• _Selected excerpt_:
▶
The Seeds of Faith School in Alotenango, Guatemala, exemplifies the power of transformative education, community support, and inclusivity. In the heart of Guatemala, this Fe y Alegría school is on a remarkable educational journey, driven by a strong commitment to quality education for marginalized indigenous communities and students with disabilities.
Coffee production has been a traditional industry in Alotenango but more recently, due to its proximity to the tourist city of Antigua, many families also rely on selling handicrafts, providing services in local restaurants and hotels, or serving as tourism guides. Unfortunately, the Fuego Volcano eruption in 2018 and the COVID-19 Pandemic have had significant negative impacts in the region and the local communities continue to struggle economically.
The Seeds of Faith School provides important community support to the families of Alotenango. The school began as an education community formed by families and volunteer teachers to support first-graders who were experiencing difficulties learning Spanish. Many students were indigenous Mayan Kakchiquel and Spanish was their second language. These children came from public schools that were already stretched beyond their limits, grappling with teacher shortages, and class sizes exceeding capacity. As the Seeds of Faith School expanded, the community was able to attend to the needs of older learners and children with disabilities.
Currently using a hotel as learning space, the school community hopes for a building of its own conducive for learning and accessible to all students.
Educating a Community in Inclusive Education
What sets Seeds of Faith School apart from other schools in the area is its dedication to offering quality education to children with disabilities. The school currently cares for 240 students, of which 51 have various disabilities, ranging from Down syndrome to visual and hearing impairments, and even acute malnutrition. Astonishingly, some of these children face discrimination even within their own families – a painful reality where disabilities are misunderstood as curses or punishments.
◀
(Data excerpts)
▶
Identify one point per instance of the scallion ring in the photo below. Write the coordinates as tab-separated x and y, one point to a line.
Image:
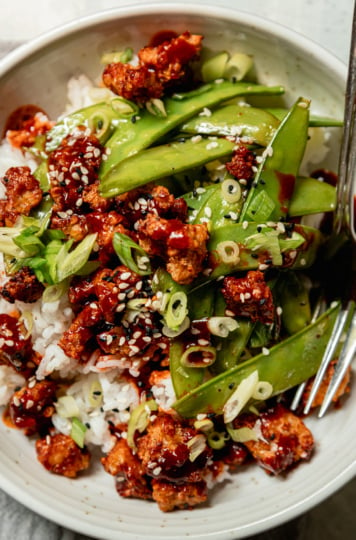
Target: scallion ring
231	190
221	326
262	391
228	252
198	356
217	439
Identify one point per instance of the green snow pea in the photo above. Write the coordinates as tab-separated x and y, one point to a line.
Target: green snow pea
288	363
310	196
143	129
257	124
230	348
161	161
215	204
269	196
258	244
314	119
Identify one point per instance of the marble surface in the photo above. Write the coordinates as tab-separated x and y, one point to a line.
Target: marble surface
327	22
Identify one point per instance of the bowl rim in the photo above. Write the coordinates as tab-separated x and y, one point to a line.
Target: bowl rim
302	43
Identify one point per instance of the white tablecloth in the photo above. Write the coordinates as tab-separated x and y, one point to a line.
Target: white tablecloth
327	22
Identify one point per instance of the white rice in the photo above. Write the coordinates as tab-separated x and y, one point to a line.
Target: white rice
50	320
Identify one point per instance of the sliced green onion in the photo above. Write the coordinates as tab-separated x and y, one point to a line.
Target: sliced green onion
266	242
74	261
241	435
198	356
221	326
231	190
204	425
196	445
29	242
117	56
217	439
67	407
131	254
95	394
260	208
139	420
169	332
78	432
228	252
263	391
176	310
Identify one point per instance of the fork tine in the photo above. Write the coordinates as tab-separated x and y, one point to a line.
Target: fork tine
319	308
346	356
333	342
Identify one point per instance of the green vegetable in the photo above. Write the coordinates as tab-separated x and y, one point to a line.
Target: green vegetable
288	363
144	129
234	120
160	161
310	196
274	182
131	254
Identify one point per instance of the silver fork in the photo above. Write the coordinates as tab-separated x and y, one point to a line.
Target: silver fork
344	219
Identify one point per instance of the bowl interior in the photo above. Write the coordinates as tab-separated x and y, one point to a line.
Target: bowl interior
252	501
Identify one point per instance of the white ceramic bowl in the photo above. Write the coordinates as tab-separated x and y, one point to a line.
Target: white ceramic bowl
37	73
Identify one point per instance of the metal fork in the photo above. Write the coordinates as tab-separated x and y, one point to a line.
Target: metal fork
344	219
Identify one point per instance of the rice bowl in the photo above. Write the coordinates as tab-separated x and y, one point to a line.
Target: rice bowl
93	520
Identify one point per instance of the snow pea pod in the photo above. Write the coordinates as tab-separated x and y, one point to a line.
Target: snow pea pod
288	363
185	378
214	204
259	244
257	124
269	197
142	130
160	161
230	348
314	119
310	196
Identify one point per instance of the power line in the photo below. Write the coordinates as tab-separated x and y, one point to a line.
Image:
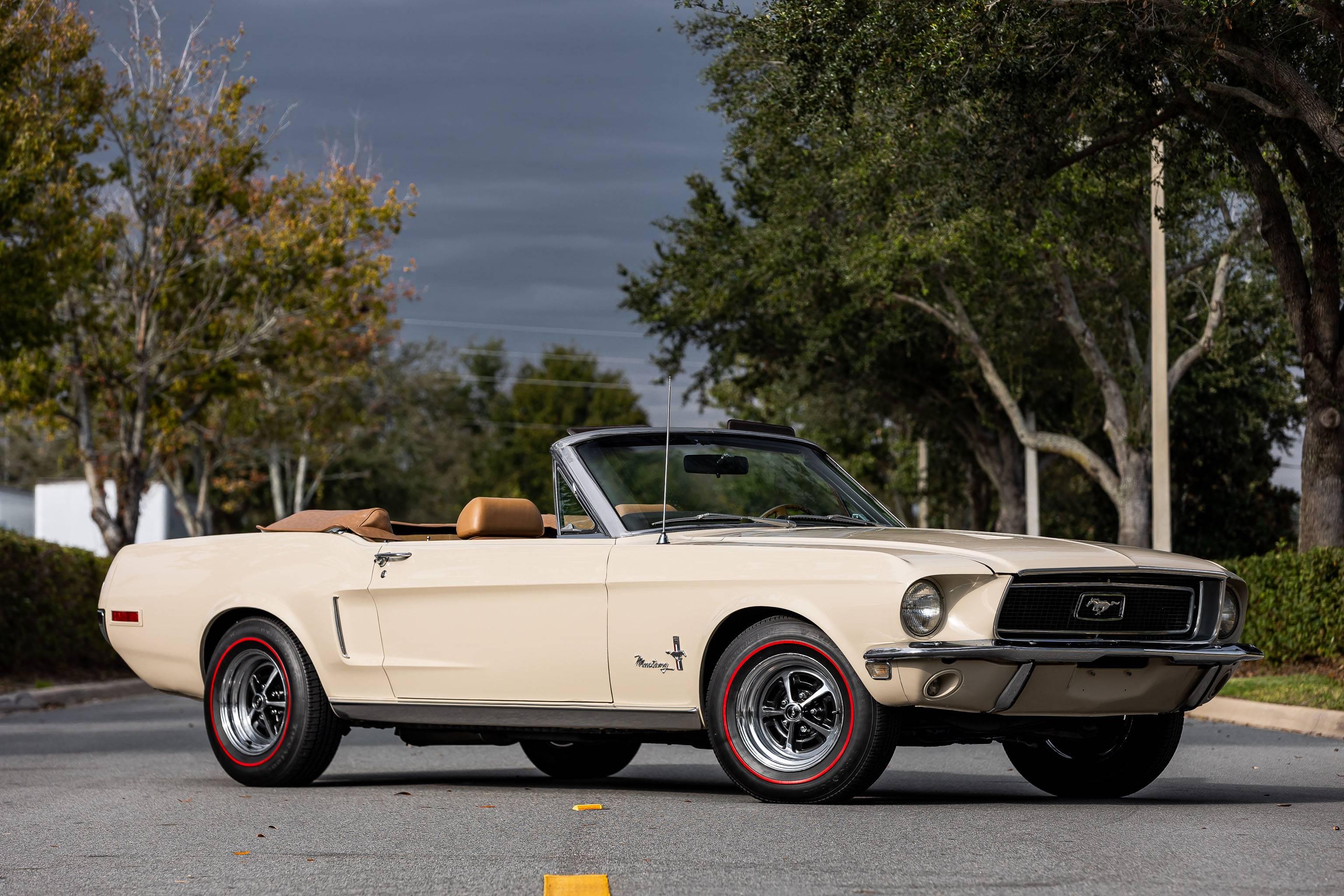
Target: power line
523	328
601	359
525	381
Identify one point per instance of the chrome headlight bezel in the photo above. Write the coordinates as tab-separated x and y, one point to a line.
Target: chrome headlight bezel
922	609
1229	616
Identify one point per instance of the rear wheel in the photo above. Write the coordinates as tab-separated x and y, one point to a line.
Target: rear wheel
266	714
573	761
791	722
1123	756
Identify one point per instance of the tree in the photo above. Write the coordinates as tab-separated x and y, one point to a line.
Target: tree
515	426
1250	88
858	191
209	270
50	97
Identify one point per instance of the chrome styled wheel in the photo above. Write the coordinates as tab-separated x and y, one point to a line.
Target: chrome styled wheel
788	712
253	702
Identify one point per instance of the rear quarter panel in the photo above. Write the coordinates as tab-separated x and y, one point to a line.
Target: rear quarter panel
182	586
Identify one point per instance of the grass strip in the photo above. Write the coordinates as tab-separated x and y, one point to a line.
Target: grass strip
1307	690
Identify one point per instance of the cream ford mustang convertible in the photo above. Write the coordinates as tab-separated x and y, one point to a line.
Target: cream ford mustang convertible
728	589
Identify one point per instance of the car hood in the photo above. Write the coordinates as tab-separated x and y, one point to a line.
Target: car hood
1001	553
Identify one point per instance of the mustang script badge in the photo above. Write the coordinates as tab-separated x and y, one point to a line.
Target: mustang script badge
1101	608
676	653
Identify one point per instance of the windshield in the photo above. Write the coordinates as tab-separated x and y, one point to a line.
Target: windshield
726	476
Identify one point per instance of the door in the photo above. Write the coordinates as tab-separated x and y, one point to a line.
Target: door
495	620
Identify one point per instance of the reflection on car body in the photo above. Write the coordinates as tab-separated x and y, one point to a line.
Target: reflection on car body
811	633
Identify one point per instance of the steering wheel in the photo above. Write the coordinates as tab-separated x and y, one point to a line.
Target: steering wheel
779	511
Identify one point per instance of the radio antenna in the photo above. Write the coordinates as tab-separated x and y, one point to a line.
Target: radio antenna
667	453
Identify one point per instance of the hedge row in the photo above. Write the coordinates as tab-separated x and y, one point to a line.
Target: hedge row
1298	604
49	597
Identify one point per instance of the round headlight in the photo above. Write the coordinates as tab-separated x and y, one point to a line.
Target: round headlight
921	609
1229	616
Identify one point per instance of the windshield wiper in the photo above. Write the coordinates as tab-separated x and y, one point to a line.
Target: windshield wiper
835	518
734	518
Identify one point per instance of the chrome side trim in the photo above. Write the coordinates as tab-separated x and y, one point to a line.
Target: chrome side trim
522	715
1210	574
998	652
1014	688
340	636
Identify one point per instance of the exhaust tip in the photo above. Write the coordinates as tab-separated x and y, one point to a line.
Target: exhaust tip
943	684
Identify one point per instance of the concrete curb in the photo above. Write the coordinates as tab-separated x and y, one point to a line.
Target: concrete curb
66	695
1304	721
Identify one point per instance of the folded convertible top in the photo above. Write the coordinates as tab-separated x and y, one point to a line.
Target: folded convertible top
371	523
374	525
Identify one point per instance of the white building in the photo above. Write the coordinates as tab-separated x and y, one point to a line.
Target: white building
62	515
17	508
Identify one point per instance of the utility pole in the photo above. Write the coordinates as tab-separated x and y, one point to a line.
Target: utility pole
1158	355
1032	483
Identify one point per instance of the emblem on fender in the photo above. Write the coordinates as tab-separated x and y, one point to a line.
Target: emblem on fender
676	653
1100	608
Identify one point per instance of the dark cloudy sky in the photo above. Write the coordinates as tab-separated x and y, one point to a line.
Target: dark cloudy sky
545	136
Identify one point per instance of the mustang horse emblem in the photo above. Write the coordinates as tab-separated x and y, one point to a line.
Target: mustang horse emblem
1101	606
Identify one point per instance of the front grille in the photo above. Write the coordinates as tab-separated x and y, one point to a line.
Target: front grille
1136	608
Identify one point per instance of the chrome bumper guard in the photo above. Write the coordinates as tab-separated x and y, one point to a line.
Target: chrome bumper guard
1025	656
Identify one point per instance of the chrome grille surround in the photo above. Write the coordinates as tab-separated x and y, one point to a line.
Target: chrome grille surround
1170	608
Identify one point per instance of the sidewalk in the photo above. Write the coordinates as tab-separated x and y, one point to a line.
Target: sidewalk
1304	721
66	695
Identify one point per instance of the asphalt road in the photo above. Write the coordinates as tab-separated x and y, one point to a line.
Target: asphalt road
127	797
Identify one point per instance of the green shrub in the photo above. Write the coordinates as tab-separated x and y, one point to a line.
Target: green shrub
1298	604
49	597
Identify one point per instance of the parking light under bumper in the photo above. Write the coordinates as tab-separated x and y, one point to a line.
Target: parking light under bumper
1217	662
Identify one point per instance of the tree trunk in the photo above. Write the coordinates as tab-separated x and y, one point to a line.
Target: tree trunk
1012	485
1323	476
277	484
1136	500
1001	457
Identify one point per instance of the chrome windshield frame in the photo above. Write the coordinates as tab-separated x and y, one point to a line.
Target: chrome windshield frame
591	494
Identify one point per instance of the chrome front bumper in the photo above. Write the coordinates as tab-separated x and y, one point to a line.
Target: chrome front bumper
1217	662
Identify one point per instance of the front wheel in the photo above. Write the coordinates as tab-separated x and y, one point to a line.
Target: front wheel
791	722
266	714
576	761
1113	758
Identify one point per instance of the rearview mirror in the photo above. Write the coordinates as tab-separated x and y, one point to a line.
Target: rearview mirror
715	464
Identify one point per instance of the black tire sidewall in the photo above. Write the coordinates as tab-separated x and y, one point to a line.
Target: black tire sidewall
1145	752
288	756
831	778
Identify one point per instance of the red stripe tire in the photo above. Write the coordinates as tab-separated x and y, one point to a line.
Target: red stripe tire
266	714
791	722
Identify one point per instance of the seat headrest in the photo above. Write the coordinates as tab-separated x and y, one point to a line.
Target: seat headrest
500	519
◀
• _Assigned task 1_:
In two sentences, what does the passage about the Seeds of Faith School say?
• _Assigned task 2_:
According to the passage about the Seeds of Faith School, how many of its students have disabilities?
• _Assigned task 3_:
Resume the passage about the Seeds of Faith School after its final sentence.

• _Final answer 1_:
The Seeds of Faith School, a Fe y Alegría school in Alotenango, Guatemala, is committed to quality education for marginalized indigenous communities and students with disabilities, in a region still struggling economically after the 2018 Fuego Volcano eruption and the COVID-19 pandemic. It began as an education community of families and volunteer teachers supporting first-graders who had difficulty learning Spanish, and it now serves 240 students, 51 of whom have disabilities, while using a hotel as its learning space.

• _Final answer 2_:
51 of its 240 students have disabilities.

• _Final answer 3_:
These often-overlooked children are often denied admission to other local schools but, by welcoming them into their community, Fe y Alegria is making strides to educate teachers and parents about the unique needs of these students. The network endeavors to educate not just the students but also their teachers and families about the unique needs of these extraordinary children.
Despite the positive impact in the community, the school does not own its own building and rents space in a building that was formerly a hotel. The classrooms are small, with poor ventilation, no natural light, and high humidity. The restrooms are not sufficient and are in need of urgent repair. The landlord has also indicated he may soon suspend the agreement with the school. All these situations make it impossible to receive more students who are in need.
The main goal of this project is to improve access to quality and inclusive education for children living in Alotenango, Guatemala. In two important first steps, a community leader donated land that meets the requirements of space, accessibility, and safety and a local organization collaborated by designing the construction plans which have been divided into three phases:
Phase 1: Construction permits from the municipality, construction of three classrooms, and sanitary infrastructure.
Phase 2: Construction of three additional classrooms and office areas for pedagogy coordination and administration.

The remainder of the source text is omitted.